Passage shown
Progression-free survival (PFS) was defined as either PSA progression or radiographic progression. PSA progression was defined as confirmed increase of 25% or greater from baseline in case of no prior PSA decline and an absolute increase of 2 ng/mL or more from nadir (PCWG 3 criteria) (37).

When no PD was suspected imaging, consisting of CT- or MRI-scans of thorax, abdomen and pelvis as well as bone scans, was not routinely performed. When biochemical progression occurred, or progression was presumed by clinical factors, soft tissue metastases were evaluated by CT- and MRI-scans. Bone metastases were assessed by additional bone scans. A total of 13 patients in our cohort were treated within the Enzalutamide registration trials (AFFIRM and PREVAIL) (1,2). Even without evidence for PD, these patients were systematically followed up with 12-weekly imaging according to the study protocol. For all patients PD was defined according to RECIST 1.1 criteria for cross-sectional imaging (38) and by PCWG 3 criteria for bone scans (37). The assessment of current response status i.e., complete remission (CR), partial remission (PR), stable disease (SD) or PD took place at each routinely planned visit and was independently performed by experienced physicians and experts in the field of mCRPC. For the classification of response status, general condition (ECOG), pain or laboratory constellations (PSA) as well as imaging were taken into account.

Exercise instructions
(a) Rewrite the paragraph beginning "When no PD was suspected imaging" from the passage on disease progression as a short bulleted list that keeps its main facts.
(b) According to the passage on disease progression, how many patients in the cohort were treated within the Enzalutamide registration trials?
(c) Continue the passage on disease progression, starting after its final sentence.

Dataset excerpts

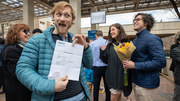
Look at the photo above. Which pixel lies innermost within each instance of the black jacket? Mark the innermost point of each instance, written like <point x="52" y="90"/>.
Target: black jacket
<point x="115" y="70"/>
<point x="15" y="91"/>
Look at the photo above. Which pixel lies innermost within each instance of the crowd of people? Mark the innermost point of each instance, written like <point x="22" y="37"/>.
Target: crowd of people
<point x="25" y="62"/>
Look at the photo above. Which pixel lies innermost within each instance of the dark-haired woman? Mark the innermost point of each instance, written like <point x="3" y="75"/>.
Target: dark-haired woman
<point x="115" y="70"/>
<point x="16" y="39"/>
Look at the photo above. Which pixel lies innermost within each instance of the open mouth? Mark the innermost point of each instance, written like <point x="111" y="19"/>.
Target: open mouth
<point x="62" y="25"/>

Per-task outputs
(a)
- Without suspected PD, imaging (CT or MRI of thorax, abdomen and pelvis, plus bone scans) was not done routinely.
- With biochemical or clinically presumed progression, soft tissue metastases were checked by CT and MRI, and bone metastases by additional bone scans.
- The 13 patients treated within the Enzalutamide registration trials (AFFIRM and PREVAIL) had 12-weekly imaging per study protocol, even without evidence of PD.
- PD was defined by RECIST 1.1 for cross-sectional imaging and by PCWG 3 for bone scans.
- At each planned visit, experienced physicians and mCRPC experts independently assessed response status (CR, PR, SD or PD).
- Classification considered ECOG general condition, pain, PSA and other laboratory values, and imaging.

(b) 13 patients were treated within the AFFIRM and PREVAIL trials.

(c)
Statistical methods

The statistical assessment was performed with SPSS-Statistics V.24 (IBM Inc., Armonk, NY, USA).

The descriptive statistics are reported as medians with interquartile ranges (IQRs) or 95% confidence intervals (CIs) for continuous variables and as frequencies and populations for categorical variables.

Regarding the differences between ALP-bouncing vs. no bouncing and LDH-normalization vs. no normalization, as well as PSA increase vs. decline, survival analysis was performed using Kaplan-Meier-Analyses (KMA). Uni- and multivariate (UV and MV) analyses of changes of the different biomarkers were done using Cox-regression-models. Hazard ratios (HRs) are given with 95% CI. All reported P values are two-sided and statistical significance was assumed with a P≤0.05.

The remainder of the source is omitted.